_THE REQUEST_.
Pictures stay out of your copy, but everything else in the records below must be repeated exactly.

_RECORDS FOR THE EXERCISE_.
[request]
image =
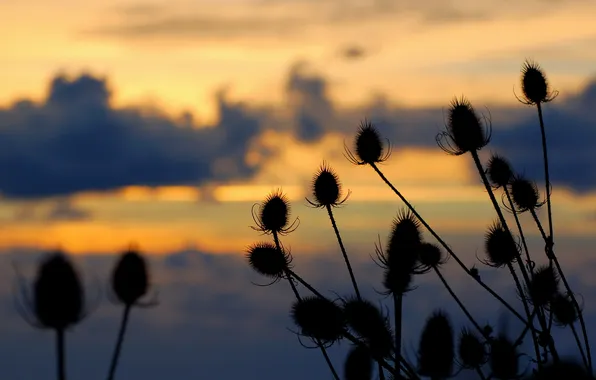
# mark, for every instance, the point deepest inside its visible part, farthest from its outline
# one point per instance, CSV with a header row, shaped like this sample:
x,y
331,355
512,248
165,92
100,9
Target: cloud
x,y
75,141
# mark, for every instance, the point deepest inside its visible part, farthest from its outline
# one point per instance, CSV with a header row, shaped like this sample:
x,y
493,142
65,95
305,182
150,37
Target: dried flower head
x,y
58,295
501,248
543,286
326,188
472,352
368,146
358,364
266,259
499,171
130,278
273,215
503,358
319,318
368,322
436,348
563,310
465,132
535,86
525,194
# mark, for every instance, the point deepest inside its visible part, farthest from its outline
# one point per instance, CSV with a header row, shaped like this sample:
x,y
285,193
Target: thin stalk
x,y
461,305
398,305
60,354
553,257
295,291
343,251
119,340
447,248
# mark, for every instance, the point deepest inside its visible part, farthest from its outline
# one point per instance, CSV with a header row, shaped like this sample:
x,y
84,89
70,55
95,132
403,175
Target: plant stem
x,y
120,339
295,291
447,248
60,354
343,251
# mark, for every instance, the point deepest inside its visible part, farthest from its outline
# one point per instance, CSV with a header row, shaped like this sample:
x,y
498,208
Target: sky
x,y
162,123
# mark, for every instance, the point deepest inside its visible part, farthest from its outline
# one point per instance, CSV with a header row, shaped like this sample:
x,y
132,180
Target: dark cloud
x,y
75,141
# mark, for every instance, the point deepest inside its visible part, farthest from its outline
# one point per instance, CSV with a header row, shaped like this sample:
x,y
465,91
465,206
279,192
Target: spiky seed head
x,y
524,193
501,248
534,83
130,278
499,171
543,286
274,212
563,310
465,132
368,144
369,323
266,259
326,187
319,318
472,352
562,369
358,364
503,358
436,349
430,255
58,293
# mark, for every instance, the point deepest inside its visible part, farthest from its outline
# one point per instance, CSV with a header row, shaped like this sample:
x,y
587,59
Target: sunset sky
x,y
161,123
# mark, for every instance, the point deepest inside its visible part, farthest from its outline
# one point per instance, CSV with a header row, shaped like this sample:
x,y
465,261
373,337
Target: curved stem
x,y
297,295
60,354
119,340
447,248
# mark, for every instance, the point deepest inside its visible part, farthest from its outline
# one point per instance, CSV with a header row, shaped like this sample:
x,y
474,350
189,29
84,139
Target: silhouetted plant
x,y
407,255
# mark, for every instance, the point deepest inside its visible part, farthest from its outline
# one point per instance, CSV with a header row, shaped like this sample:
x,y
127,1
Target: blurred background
x,y
162,122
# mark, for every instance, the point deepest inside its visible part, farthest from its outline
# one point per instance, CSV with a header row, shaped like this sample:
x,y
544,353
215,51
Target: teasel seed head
x,y
525,194
319,318
563,310
58,294
436,347
543,286
358,364
368,146
368,322
503,358
273,215
501,248
465,132
472,351
535,86
499,171
326,188
267,260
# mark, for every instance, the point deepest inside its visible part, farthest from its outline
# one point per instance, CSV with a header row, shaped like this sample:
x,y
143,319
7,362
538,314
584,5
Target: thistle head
x,y
471,350
436,349
326,188
501,248
368,146
368,322
543,286
525,194
499,171
358,364
319,318
130,278
273,215
266,259
535,86
465,132
58,295
563,310
503,358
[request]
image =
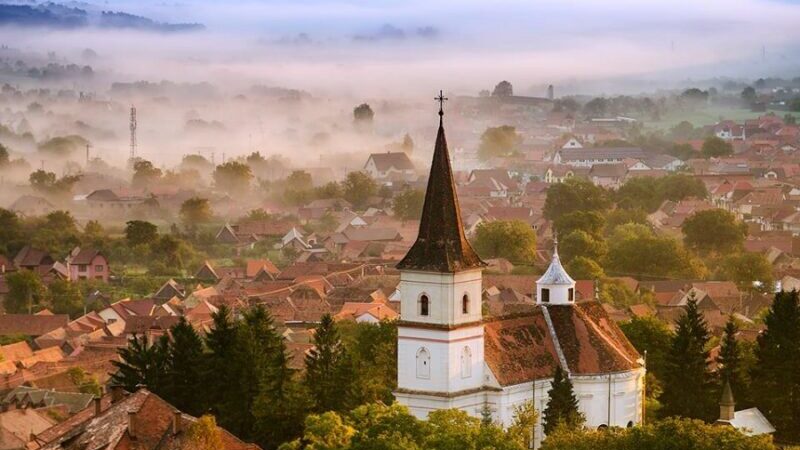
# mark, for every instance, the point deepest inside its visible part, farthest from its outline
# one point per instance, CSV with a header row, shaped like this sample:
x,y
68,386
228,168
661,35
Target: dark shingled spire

_SOLUTION TO THIS TASK_.
[request]
image =
# mark, for every instance, the point deepest inside its visible part, farthest from its outline
# one point per instance, CSV with a header row, shaped like this sample:
x,y
331,355
512,248
165,92
100,9
Target: cloud
x,y
75,141
# mark, for every instance, the point deepest inside its visible part, farthest from its outline
# one point per instance, CSV with a header row, shaped like this sample:
x,y
493,142
65,95
305,182
150,37
Target: dried flower head
x,y
58,295
501,248
543,286
326,188
472,352
368,146
358,364
266,259
499,171
130,278
273,215
503,358
319,318
368,322
436,348
563,310
465,132
535,86
525,194
# mark, for every instance, the point deepest inside its visible part, farthest from its outline
# one point per instance, CSV with a header row, shaped like this sample:
x,y
285,193
Target: thin stalk
x,y
461,305
398,305
60,354
553,257
295,291
343,251
119,340
447,248
# mark, for every instance, the point deepest inside its visible part, farthest from its outline
# one point per instance, CSV with a header row, shaped like this sample:
x,y
84,89
70,55
95,132
403,175
Target: plant stem
x,y
120,339
295,291
447,248
60,354
343,251
# mark, for every instance, the point deepest inside its visible part, farthest from its outline
# one point per instance, CSV with a header row, shaped like this sample:
x,y
498,208
Target: sky
x,y
162,123
# mark, for every instance, the point deepest inside its visible part, farthest from its outline
# one point per instance, CSV with a header row, shaped like this sample:
x,y
132,180
Target: dark cloud
x,y
75,141
# mark, for every instance, the point deepest inside its visible part, farthest from its outline
# one point per instance, CSV with a header row, shaped like this sample:
x,y
465,91
465,206
279,192
Target: spiky seed head
x,y
524,193
501,248
534,83
130,278
499,171
543,286
274,212
563,310
465,132
368,144
369,323
266,259
326,187
319,318
472,352
562,369
358,364
503,358
436,349
430,255
58,293
# mark, for every instance, the point deepest inside its visible part, farthest from its outline
# one point per instance, CSV with a header row, shaped like this sample:
x,y
587,59
Target: sunset sky
x,y
161,123
# mark, for every instance, the point deepest inside its visible part, farthest from its outline
# one point per instance, CSV with a header row, shaped like this sample:
x,y
465,261
373,337
Target: curved stem
x,y
297,295
60,354
119,340
447,248
# mark, for every instance, the point deepest inside its visible part, farthest from its outline
# one point per instance, CSV with a header row, shaped like this sample:
x,y
474,350
189,29
84,139
Target: silhouetted plant
x,y
407,255
# mark, for every instance, the point deepest inside its visible part, farthest from its outline
# one point per instance, CSV with a header row, shaped like this sample:
x,y
127,1
Target: blurred background
x,y
162,122
# mark, for every instance, the point deepest inside its visible part, farthest from its outline
# one point per instance, CSV with a header row, shaped like this sample:
x,y
544,353
215,51
Target: teasel seed head
x,y
525,194
319,318
563,310
58,294
436,347
543,286
358,364
368,146
368,322
503,358
273,215
501,248
465,132
472,351
535,86
499,171
326,188
267,260
# mark, for every instance, the point deepest inside its visible part, farthest from its outline
# one point per instance, CSV with a header row, shaped like this sample:
x,y
143,319
7,362
538,314
584,5
Target: thistle head
x,y
471,350
436,349
326,188
501,248
368,146
368,322
543,286
525,194
499,171
358,364
319,318
130,278
273,215
266,259
535,86
465,132
58,295
563,310
503,358
[request]
image =
# mark, for every instance, the point deepest inside its visible part, farthest from its outline
# one point per instance, CSV with a header row, shaped like this sample:
x,y
68,386
228,168
661,35
Target: dark shingled spire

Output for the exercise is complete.